▶ PASSAGE FOR REVIEW:
· · · · ·
Mary and I will be fishing Lake Powell and the beginning and end of summer, Flaming Gorge regularly and Navajo Reservoir occasionally. We’ll be camping on the docks and up the San Juan next summer and if you see a couple of 70 year olds laughing and having a good time, that will be us and I hope you’ll stop to say hello. Life is good on our boat and we hope on yours.

Roger Hudson
Gunnison, CO
January 23, 2023
 
Thanks for the thoughts... You are a talented writer and story teller. I enjoyed reading your posts and found myself reflecting about my experiences through this journey of life. Like you, my wife and I are retired and spend much of our time chasing the salmon (chinook and coho) up and down the Columbia river, out to the coast. We bought a Mercedes Sprinter RV and tow a Boston Whaler from the Boise area. When the Salmon run drys up, we hit the reservoirs in our area and troll for kokanee. We often end up "dry camping" along the shores of the reservoirs....but I must admit that it's really hard to say that we're "roughing it". Something about a toilet, shower and Netflix while off the grid screams "poser". But, an adult lifetime in the US Army paid my penance in advance. You mentioned that 2022 was a lean year for kokanee. We experienced the same here in Idaho. Hoping that 2023 will be better. An old timer once told me that the best two days of fishing are yesterday and tomorrow. Let's hope that this coming kokanee season is bright for everyone.

I had a Commander, who, at nearing end of a grueling 14 month deployment in Afghanistan, told his troops to "Finish Strong". Wise word that I still think about almost 20 years later. You too, must have also heard those words.


Best of luck to you,

Pauli
 
Hey Pauli and others,

Thank you for your kind words.

No, I hadn't heard the phrase Finish Strong. I had framed something like this as self-respect but Finish Strong is more simple and more powerful. I will use it going forward and think about it every day. Thank you. This is important to me.

If Finish Strong is a worthy motto it is also important enough for us to create systems that make it possible to Finish Strong. A system for eating right, a system for exercise and physical strength, a system for creating a network of friends, family and a partner, a system for maintaining mental health. It is a lot easier to finish strong if you live strongh. Thanks again Pauli.
· · · · ·
▶ TASKS TO PERFORM:
A – In the fishing exchange, why does Pauli find it hard to claim that dry camping along the reservoirs is "roughing it"? Answer in one to three sentences.
B – Write the next part of the fishing exchange, picking up right after its last sentence.

[Region pointing data]
· · · · ·
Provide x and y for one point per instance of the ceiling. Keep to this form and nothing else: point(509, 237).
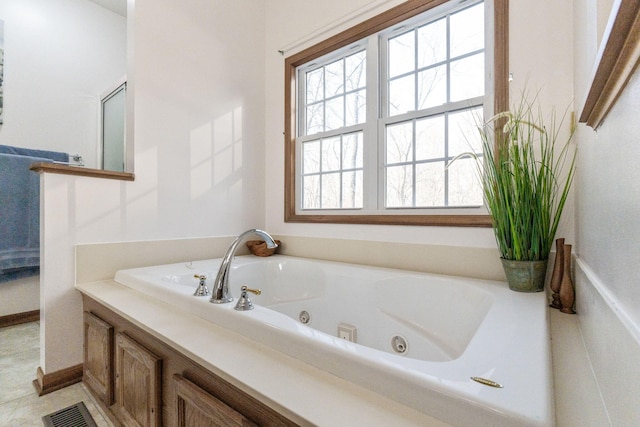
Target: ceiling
point(116, 6)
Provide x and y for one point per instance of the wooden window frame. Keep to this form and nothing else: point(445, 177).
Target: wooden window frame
point(371, 26)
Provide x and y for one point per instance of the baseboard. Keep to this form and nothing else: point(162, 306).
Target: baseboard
point(46, 383)
point(18, 318)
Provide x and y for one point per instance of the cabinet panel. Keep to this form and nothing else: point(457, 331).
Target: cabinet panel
point(197, 408)
point(98, 357)
point(138, 384)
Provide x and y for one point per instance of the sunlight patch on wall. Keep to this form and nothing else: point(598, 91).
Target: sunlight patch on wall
point(227, 141)
point(201, 161)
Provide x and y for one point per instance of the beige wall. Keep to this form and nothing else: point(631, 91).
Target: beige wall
point(608, 228)
point(199, 118)
point(543, 63)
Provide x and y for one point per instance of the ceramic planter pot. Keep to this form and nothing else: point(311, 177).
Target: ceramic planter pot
point(525, 276)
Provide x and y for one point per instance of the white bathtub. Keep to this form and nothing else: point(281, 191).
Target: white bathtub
point(451, 329)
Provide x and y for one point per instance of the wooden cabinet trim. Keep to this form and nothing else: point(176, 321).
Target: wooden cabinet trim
point(138, 383)
point(98, 357)
point(197, 408)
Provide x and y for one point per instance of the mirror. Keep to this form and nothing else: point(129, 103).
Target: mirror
point(113, 117)
point(60, 57)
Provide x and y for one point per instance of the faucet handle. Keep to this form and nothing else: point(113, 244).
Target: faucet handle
point(253, 291)
point(244, 303)
point(202, 289)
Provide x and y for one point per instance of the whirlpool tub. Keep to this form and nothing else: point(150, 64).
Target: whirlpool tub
point(469, 352)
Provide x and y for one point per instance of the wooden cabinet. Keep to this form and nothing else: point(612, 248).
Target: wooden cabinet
point(138, 373)
point(197, 408)
point(98, 357)
point(157, 385)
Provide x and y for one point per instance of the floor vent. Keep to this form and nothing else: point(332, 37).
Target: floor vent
point(74, 416)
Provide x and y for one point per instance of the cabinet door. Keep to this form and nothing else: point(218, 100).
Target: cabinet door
point(137, 384)
point(197, 408)
point(98, 357)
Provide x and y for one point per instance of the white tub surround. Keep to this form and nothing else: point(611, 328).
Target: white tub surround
point(456, 328)
point(301, 392)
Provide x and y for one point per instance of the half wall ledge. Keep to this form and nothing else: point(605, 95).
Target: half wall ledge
point(43, 167)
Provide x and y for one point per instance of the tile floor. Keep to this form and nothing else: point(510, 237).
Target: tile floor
point(20, 406)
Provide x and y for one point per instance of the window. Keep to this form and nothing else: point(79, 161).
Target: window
point(374, 116)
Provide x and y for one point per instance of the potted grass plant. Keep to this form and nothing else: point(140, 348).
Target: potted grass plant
point(526, 174)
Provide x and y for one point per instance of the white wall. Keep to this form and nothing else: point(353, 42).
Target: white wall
point(608, 230)
point(542, 63)
point(199, 152)
point(60, 55)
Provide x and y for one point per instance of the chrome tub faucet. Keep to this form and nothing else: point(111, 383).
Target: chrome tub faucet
point(220, 292)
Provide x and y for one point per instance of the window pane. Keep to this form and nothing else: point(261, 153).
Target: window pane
point(334, 78)
point(356, 71)
point(430, 138)
point(352, 151)
point(311, 193)
point(467, 30)
point(315, 118)
point(463, 132)
point(467, 77)
point(400, 143)
point(432, 43)
point(430, 184)
point(315, 86)
point(402, 95)
point(311, 157)
point(356, 108)
point(335, 113)
point(402, 54)
point(399, 187)
point(464, 188)
point(432, 87)
point(331, 191)
point(352, 189)
point(331, 154)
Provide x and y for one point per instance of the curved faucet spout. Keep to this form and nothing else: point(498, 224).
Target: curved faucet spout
point(220, 292)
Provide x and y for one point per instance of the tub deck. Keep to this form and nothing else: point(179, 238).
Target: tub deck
point(478, 329)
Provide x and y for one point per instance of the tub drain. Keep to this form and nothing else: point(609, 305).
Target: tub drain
point(399, 344)
point(304, 317)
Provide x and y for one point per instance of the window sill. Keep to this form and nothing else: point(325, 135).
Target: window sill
point(42, 167)
point(422, 220)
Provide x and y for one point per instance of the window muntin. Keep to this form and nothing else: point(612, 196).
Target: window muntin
point(431, 60)
point(436, 69)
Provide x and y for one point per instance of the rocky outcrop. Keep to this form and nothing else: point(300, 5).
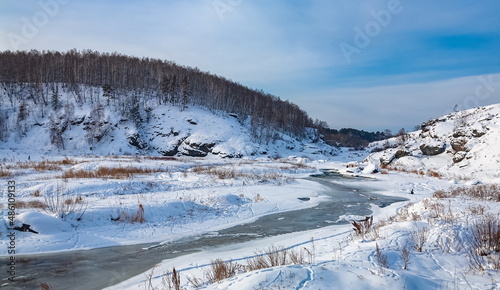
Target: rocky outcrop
point(197, 149)
point(136, 141)
point(432, 149)
point(459, 156)
point(458, 144)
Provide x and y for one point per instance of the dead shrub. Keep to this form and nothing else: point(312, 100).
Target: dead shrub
point(45, 286)
point(31, 204)
point(110, 172)
point(419, 238)
point(361, 228)
point(405, 256)
point(135, 217)
point(382, 260)
point(476, 209)
point(4, 173)
point(172, 280)
point(490, 192)
point(220, 270)
point(138, 216)
point(64, 202)
point(258, 198)
point(433, 173)
point(436, 210)
point(485, 242)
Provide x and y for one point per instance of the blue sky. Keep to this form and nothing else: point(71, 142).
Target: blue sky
point(365, 64)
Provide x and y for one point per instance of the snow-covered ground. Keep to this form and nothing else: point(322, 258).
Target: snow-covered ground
point(78, 202)
point(337, 258)
point(169, 200)
point(189, 196)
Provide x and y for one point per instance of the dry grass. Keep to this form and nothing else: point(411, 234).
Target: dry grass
point(220, 270)
point(419, 238)
point(429, 172)
point(43, 166)
point(382, 260)
point(45, 286)
point(279, 256)
point(485, 242)
point(134, 217)
point(230, 173)
point(361, 228)
point(110, 172)
point(171, 280)
point(64, 202)
point(159, 158)
point(4, 173)
point(490, 192)
point(31, 204)
point(405, 256)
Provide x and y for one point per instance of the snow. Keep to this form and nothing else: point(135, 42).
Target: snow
point(190, 196)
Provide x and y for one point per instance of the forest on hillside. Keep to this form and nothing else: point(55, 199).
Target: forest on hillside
point(131, 85)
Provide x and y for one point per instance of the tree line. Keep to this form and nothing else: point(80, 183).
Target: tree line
point(123, 82)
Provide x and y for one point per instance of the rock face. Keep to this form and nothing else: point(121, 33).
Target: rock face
point(459, 156)
point(401, 153)
point(458, 144)
point(432, 149)
point(197, 149)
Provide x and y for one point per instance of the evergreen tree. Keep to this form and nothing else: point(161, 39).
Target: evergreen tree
point(165, 89)
point(107, 93)
point(186, 93)
point(174, 89)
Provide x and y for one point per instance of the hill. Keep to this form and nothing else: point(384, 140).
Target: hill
point(100, 103)
point(460, 145)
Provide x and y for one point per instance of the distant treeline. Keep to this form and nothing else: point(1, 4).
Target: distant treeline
point(121, 81)
point(348, 137)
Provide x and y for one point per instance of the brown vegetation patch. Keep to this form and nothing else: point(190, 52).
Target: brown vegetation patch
point(489, 192)
point(110, 172)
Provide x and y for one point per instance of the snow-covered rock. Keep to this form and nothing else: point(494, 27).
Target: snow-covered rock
point(462, 144)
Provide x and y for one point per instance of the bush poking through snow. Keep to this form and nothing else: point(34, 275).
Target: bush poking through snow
point(135, 217)
point(361, 228)
point(220, 270)
point(485, 241)
point(489, 192)
point(64, 202)
point(382, 260)
point(110, 172)
point(172, 280)
point(405, 256)
point(419, 238)
point(45, 286)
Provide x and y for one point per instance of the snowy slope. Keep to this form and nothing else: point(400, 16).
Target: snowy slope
point(163, 130)
point(461, 145)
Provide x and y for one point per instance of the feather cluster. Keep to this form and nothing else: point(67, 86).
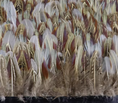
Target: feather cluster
point(58, 47)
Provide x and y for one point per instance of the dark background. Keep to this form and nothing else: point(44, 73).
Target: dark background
point(91, 99)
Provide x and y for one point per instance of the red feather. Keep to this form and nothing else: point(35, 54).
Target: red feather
point(73, 45)
point(58, 64)
point(49, 62)
point(44, 69)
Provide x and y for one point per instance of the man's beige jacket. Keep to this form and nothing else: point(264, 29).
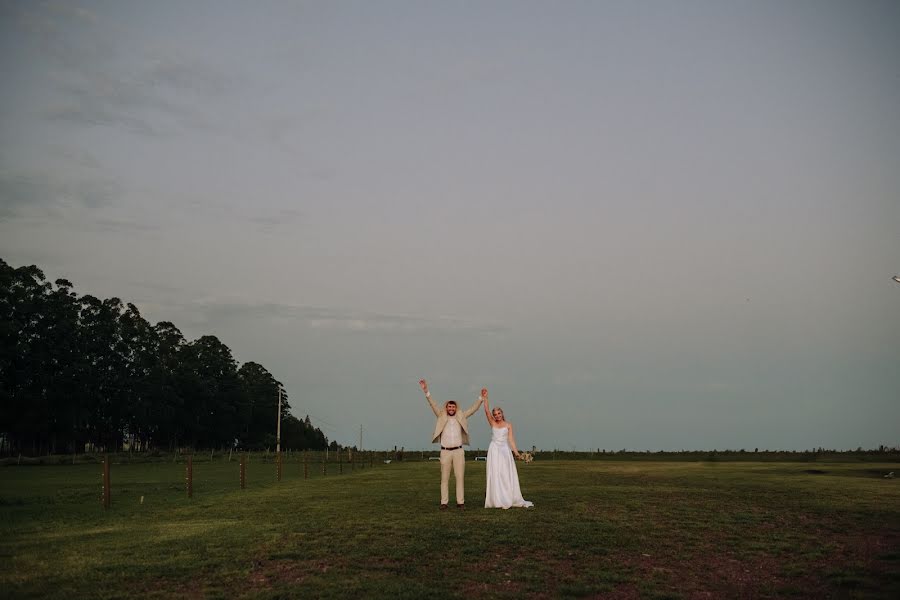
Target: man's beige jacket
point(461, 416)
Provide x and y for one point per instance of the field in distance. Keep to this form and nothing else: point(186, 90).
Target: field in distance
point(599, 528)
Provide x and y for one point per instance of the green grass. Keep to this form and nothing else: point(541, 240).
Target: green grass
point(630, 529)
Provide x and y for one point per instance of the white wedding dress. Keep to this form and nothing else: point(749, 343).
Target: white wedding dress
point(503, 478)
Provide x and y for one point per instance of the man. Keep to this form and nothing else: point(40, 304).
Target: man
point(452, 430)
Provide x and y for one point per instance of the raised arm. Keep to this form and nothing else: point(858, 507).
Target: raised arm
point(424, 385)
point(487, 408)
point(471, 410)
point(512, 442)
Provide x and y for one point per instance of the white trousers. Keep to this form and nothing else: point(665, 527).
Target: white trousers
point(455, 459)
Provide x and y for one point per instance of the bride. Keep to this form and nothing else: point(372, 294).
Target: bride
point(502, 478)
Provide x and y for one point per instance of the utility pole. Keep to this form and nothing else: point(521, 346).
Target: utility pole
point(278, 427)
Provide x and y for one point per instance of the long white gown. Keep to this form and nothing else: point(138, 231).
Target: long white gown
point(502, 477)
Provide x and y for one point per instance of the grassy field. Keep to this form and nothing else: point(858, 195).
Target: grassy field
point(598, 529)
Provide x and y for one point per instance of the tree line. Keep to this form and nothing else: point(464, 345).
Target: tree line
point(79, 372)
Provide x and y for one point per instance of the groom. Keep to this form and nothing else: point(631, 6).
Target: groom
point(452, 429)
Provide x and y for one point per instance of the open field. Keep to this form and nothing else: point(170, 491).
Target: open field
point(599, 529)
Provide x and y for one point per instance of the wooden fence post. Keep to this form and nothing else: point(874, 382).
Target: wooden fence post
point(107, 482)
point(189, 476)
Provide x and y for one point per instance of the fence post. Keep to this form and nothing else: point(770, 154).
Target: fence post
point(107, 496)
point(189, 476)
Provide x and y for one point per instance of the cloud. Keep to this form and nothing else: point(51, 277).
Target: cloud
point(102, 78)
point(272, 222)
point(214, 311)
point(28, 194)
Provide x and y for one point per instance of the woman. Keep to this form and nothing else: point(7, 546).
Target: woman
point(502, 477)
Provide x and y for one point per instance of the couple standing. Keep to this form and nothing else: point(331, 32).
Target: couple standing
point(452, 431)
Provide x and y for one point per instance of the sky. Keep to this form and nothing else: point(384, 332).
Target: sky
point(640, 224)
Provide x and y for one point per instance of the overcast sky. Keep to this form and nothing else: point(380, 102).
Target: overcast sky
point(641, 224)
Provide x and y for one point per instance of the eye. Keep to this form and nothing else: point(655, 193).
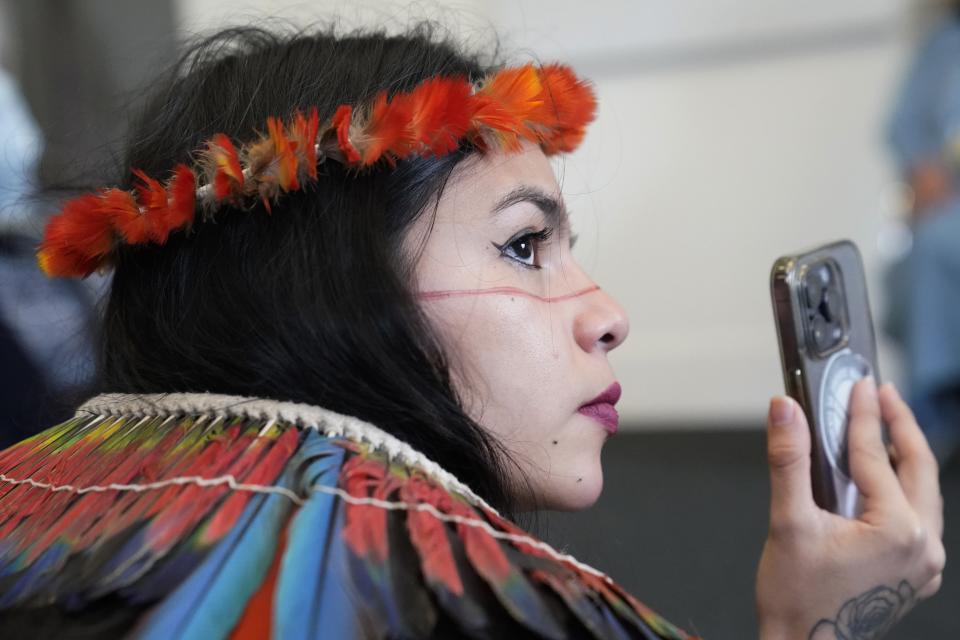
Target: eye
point(525, 248)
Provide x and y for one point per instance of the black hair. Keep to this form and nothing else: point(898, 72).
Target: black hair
point(311, 302)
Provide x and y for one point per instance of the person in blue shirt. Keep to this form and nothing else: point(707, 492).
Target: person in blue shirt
point(924, 307)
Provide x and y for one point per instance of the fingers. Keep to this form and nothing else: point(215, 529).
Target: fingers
point(916, 465)
point(788, 454)
point(869, 460)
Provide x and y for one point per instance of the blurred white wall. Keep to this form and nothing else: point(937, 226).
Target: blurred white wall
point(729, 132)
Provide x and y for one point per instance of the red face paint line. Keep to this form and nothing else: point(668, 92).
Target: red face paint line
point(502, 291)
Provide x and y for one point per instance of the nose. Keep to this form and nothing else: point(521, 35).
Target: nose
point(601, 323)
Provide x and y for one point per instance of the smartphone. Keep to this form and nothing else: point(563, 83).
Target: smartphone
point(827, 344)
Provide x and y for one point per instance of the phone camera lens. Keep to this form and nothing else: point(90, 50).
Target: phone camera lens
point(826, 334)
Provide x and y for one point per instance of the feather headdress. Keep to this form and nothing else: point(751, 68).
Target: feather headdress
point(548, 105)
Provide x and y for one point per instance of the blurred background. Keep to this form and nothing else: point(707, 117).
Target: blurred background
point(730, 132)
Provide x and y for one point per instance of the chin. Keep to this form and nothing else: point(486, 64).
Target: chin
point(569, 494)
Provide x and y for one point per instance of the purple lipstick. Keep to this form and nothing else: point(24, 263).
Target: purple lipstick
point(602, 408)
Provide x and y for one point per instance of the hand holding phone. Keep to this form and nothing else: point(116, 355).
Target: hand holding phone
point(827, 343)
point(837, 550)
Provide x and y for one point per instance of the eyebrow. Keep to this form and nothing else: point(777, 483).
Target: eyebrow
point(553, 209)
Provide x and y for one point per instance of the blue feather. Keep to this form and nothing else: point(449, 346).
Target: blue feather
point(311, 601)
point(211, 600)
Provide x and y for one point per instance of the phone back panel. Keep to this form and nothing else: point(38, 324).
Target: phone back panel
point(827, 343)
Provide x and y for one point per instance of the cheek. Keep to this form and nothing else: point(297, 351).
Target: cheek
point(512, 355)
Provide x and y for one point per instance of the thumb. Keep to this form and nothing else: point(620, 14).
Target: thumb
point(788, 454)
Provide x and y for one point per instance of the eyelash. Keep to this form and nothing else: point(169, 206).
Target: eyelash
point(535, 237)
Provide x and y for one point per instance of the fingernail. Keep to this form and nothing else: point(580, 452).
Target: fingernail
point(781, 411)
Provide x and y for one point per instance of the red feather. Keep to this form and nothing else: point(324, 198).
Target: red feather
point(365, 527)
point(385, 129)
point(182, 198)
point(569, 105)
point(429, 536)
point(266, 471)
point(505, 104)
point(76, 239)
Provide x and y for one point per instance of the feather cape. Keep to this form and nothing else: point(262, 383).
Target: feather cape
point(202, 516)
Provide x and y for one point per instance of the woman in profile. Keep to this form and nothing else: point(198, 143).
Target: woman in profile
point(346, 343)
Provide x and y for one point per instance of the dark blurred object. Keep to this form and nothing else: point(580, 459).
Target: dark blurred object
point(923, 313)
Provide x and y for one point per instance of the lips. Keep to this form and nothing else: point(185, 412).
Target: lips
point(602, 408)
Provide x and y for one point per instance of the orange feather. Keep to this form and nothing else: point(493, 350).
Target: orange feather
point(303, 132)
point(341, 124)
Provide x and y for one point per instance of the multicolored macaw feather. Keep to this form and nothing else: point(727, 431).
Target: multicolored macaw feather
point(225, 520)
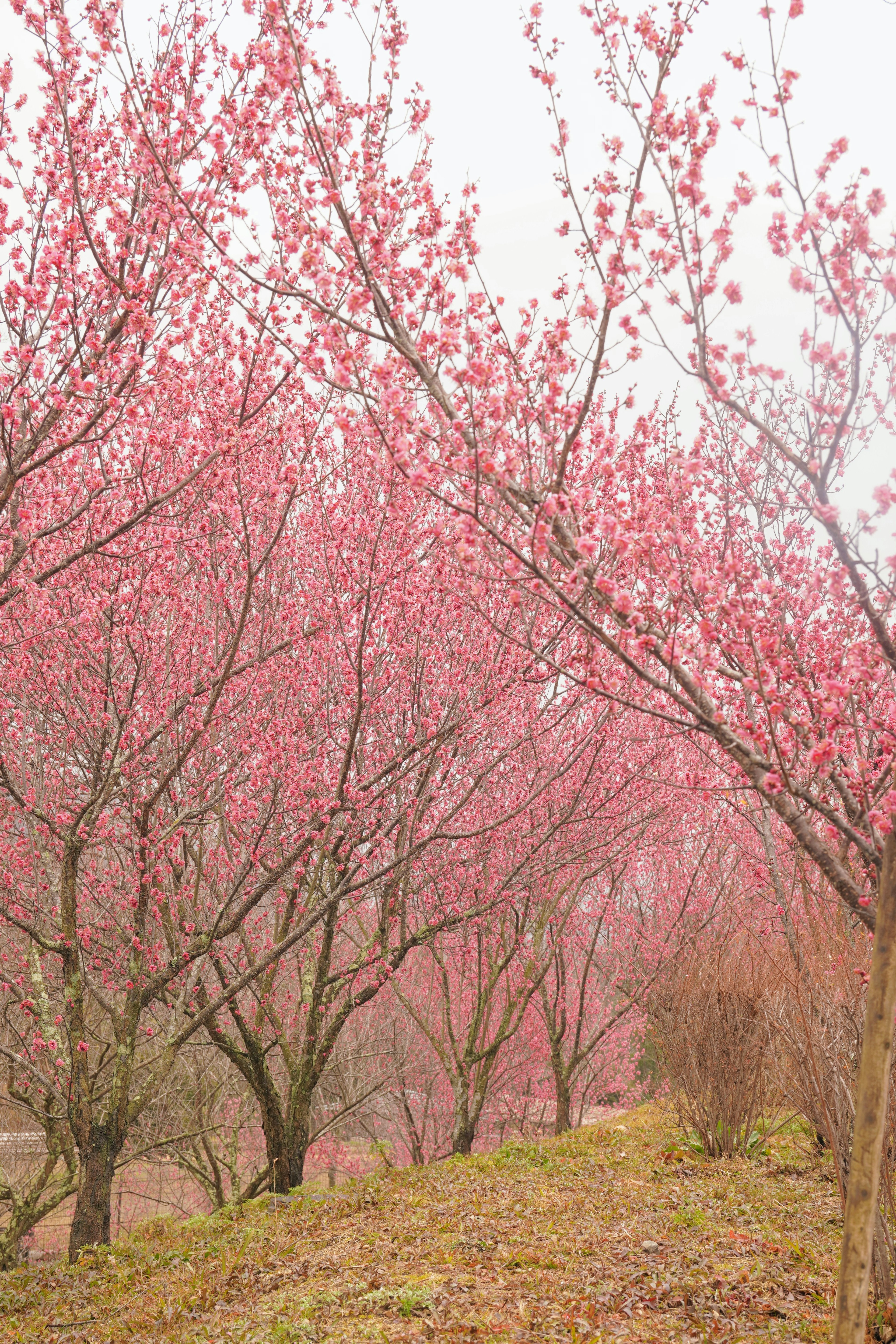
· · · · ·
▶ ANSWERS TO THE PROBLEMS:
A – Pauli finds it hard because even off the grid, the RV gives them a toilet, a shower and Netflix. That comfort "screams 'poser,'" though Pauli adds that an adult lifetime in the US Army paid that penance in advance.

B –
Roger
 
Hey Pauli and others,


If Finish Strong is a worthy motto it is also important enough for us to create systems that make it possible to Finish Strong. A system for eating right, a system for exercise and physical strength, a system for creating a network of friends, family and a partner, a system for maintaining mental health. It is a lot easier to finish strong if you live strongh. Thanks again Pauli.

Roger

Very true. We are, for the most part, creatures of habit. Sometimes those habits aren't the healthiest things for us...at least for me anyway. I've heard it said that people don't really mind their own "$hit"....because it's warm, soft and familiar. But, continuing along an unhealthy path, or at least a path that doesn't support your health, both mentally and physically, incurs a dominos effect that leads away from "Grandma's House". We are our own best support system, and it's incumbent on us to exercise diligence, discipline and determination.

Pic of my BW. Factory 1997 15 1/2 foot with 175hp SportJet. This was the first one that I had ever seen.....so I bought it. The bow mount Minn Kota with iPilot is a must have, at least for this boat. Since there is no skeg in the water (it's a jet) trolling was very difficult. The electric bow mount makes it hands free fishing.